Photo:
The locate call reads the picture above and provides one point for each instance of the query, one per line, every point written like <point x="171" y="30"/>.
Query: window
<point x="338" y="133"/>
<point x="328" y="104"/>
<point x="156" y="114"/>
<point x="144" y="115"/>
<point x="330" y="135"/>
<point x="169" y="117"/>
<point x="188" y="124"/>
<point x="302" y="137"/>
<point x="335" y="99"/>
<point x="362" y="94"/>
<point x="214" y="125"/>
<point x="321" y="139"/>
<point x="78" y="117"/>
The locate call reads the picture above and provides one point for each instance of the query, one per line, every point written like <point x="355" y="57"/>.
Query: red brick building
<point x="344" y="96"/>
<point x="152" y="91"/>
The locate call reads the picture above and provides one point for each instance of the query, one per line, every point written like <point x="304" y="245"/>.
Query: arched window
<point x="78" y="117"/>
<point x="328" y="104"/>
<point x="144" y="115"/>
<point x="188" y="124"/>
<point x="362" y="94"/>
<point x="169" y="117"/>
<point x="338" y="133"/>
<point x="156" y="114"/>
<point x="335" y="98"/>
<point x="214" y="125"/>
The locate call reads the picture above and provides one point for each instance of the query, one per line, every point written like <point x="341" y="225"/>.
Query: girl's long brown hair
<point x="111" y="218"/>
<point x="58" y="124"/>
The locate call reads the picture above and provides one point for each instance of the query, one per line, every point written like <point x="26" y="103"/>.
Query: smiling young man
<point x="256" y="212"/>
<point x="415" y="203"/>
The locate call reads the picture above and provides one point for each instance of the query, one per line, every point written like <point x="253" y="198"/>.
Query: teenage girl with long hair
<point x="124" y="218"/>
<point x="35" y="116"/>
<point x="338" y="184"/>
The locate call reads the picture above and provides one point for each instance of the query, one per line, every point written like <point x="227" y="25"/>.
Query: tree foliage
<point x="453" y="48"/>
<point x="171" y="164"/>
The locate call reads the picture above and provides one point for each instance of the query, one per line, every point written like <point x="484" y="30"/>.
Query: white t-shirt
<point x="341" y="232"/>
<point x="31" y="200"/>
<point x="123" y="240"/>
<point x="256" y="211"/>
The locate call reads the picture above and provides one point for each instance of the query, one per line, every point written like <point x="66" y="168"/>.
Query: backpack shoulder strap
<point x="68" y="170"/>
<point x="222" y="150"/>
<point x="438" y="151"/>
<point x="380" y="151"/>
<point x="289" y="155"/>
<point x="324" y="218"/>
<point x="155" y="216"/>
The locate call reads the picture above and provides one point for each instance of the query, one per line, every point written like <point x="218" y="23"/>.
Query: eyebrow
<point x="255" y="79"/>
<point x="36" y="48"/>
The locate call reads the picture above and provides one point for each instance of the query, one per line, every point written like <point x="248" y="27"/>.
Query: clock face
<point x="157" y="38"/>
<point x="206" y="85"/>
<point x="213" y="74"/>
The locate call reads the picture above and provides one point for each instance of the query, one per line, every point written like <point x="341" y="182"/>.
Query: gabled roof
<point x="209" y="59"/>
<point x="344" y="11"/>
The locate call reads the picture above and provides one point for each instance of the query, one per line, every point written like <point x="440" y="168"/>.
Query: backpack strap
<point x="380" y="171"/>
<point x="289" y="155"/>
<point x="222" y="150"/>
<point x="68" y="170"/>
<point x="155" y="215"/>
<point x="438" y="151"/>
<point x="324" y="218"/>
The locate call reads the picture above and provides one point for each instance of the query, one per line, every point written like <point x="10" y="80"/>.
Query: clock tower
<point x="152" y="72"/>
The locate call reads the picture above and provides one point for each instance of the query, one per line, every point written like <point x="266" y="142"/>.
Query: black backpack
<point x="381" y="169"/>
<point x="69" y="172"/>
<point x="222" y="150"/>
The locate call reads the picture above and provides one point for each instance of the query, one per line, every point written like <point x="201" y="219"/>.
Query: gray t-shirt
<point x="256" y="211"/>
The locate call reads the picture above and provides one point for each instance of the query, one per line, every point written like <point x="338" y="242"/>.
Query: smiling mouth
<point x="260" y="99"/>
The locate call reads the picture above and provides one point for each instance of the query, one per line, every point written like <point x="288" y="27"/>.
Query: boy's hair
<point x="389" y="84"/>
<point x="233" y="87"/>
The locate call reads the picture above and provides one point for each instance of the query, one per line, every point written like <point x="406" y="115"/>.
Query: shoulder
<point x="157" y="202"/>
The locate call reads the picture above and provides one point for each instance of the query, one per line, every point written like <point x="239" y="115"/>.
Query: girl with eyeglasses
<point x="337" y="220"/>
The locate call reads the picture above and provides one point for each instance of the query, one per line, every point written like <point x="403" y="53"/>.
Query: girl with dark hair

Your objective = Repeat the data above exactly.

Output of the exercise =
Photo:
The locate call reads the picture above and provides one point for each instance of the query, one per line, every point written like <point x="171" y="30"/>.
Query: window
<point x="338" y="133"/>
<point x="328" y="104"/>
<point x="156" y="114"/>
<point x="144" y="115"/>
<point x="330" y="135"/>
<point x="169" y="117"/>
<point x="188" y="124"/>
<point x="302" y="137"/>
<point x="335" y="99"/>
<point x="362" y="94"/>
<point x="214" y="125"/>
<point x="321" y="139"/>
<point x="78" y="117"/>
The locate call reads the picture above and provides one point for each instance of the query, one per line, every point written like <point x="355" y="57"/>.
Query: red brick building
<point x="344" y="96"/>
<point x="152" y="91"/>
The locate call reads the picture above and provides one point for each instance of the query, one per line, every point written like <point x="304" y="245"/>.
Query: arched window
<point x="78" y="117"/>
<point x="328" y="104"/>
<point x="144" y="115"/>
<point x="188" y="124"/>
<point x="362" y="94"/>
<point x="169" y="117"/>
<point x="338" y="133"/>
<point x="156" y="114"/>
<point x="335" y="98"/>
<point x="214" y="125"/>
The locate call reads the picture above and provides one point for each instance of the query, one per line, every point written like <point x="341" y="225"/>.
Query: girl's long brown hair
<point x="111" y="218"/>
<point x="58" y="124"/>
The locate call reads the picture above and provides one point for each instance of the query, one per line, every point written like <point x="26" y="103"/>.
Query: smiling young man
<point x="256" y="212"/>
<point x="415" y="203"/>
The locate call reads the picture above and provides one point for each instance of the query, one per line, every point written like <point x="253" y="198"/>.
Query: teenage girl with long hair
<point x="124" y="218"/>
<point x="35" y="116"/>
<point x="338" y="184"/>
The locate call reads the picture above and provides one point for each instance of the query, one per line, every point written like <point x="227" y="25"/>.
Query: tree foliage
<point x="453" y="48"/>
<point x="171" y="164"/>
The locate call reads the picture above and provides one point for each instance of the query, one per line, every point written like <point x="484" y="30"/>.
Query: white t-shirt
<point x="341" y="232"/>
<point x="31" y="200"/>
<point x="123" y="240"/>
<point x="256" y="211"/>
The locate call reads the picture above and provides one point for each instance of the query, one per line, every point written like <point x="66" y="168"/>.
Query: backpack shoulder strap
<point x="68" y="170"/>
<point x="222" y="150"/>
<point x="438" y="151"/>
<point x="380" y="151"/>
<point x="289" y="155"/>
<point x="324" y="218"/>
<point x="155" y="216"/>
The locate call reads the picture above and provides one point for each instance of the query, one per line, every point written like <point x="218" y="23"/>.
Query: eyebrow
<point x="255" y="79"/>
<point x="36" y="48"/>
The locate call reads the picture above and provides one point for each instance of the query, one per line, every point written like <point x="248" y="27"/>.
Query: clock face
<point x="157" y="38"/>
<point x="206" y="85"/>
<point x="213" y="74"/>
The locate call reads the picture above and provides one point for each instance of the query, one per line, every point written like <point x="341" y="182"/>.
Query: gabled roof
<point x="209" y="59"/>
<point x="344" y="11"/>
The locate call reads the picture above and provides one point for each instance of the query, one per line, every point written like <point x="440" y="168"/>.
Query: backpack strap
<point x="380" y="171"/>
<point x="289" y="155"/>
<point x="222" y="150"/>
<point x="68" y="170"/>
<point x="155" y="215"/>
<point x="438" y="151"/>
<point x="324" y="218"/>
The locate call reads the picture above and provides one point for each instance of the query, one per line, every point written like <point x="10" y="80"/>.
Query: clock tower
<point x="152" y="72"/>
The locate call reads the picture above and provides one point for each instance of the query, one per line, every point written like <point x="266" y="142"/>.
Query: black backpack
<point x="381" y="169"/>
<point x="69" y="172"/>
<point x="222" y="150"/>
The locate call reads the picture above and provides one point for each instance of the query, one per line, every point written like <point x="201" y="219"/>.
Query: gray t-shirt
<point x="256" y="211"/>
The locate call reads the picture above and provides one point for each instance of the query, one per line, every point written like <point x="338" y="242"/>.
Query: smiling mouth
<point x="260" y="99"/>
The locate call reads the picture above and provides one point for each instance of the query, one per line, every point written like <point x="288" y="27"/>.
Query: boy's hair
<point x="389" y="84"/>
<point x="233" y="87"/>
The locate call reads the picture above and provides one point for each instance of the query, one per line, every point written like <point x="406" y="115"/>.
Query: shoulder
<point x="157" y="202"/>
The locate call reads the picture above and provides one point for each instance of the query, one per line, every point written like <point x="239" y="115"/>.
Query: girl with eyeglasses
<point x="337" y="220"/>
The locate call reads the picture above and provides one point for each instance of the query, one per line, every point written like <point x="403" y="53"/>.
Query: girl with dark hair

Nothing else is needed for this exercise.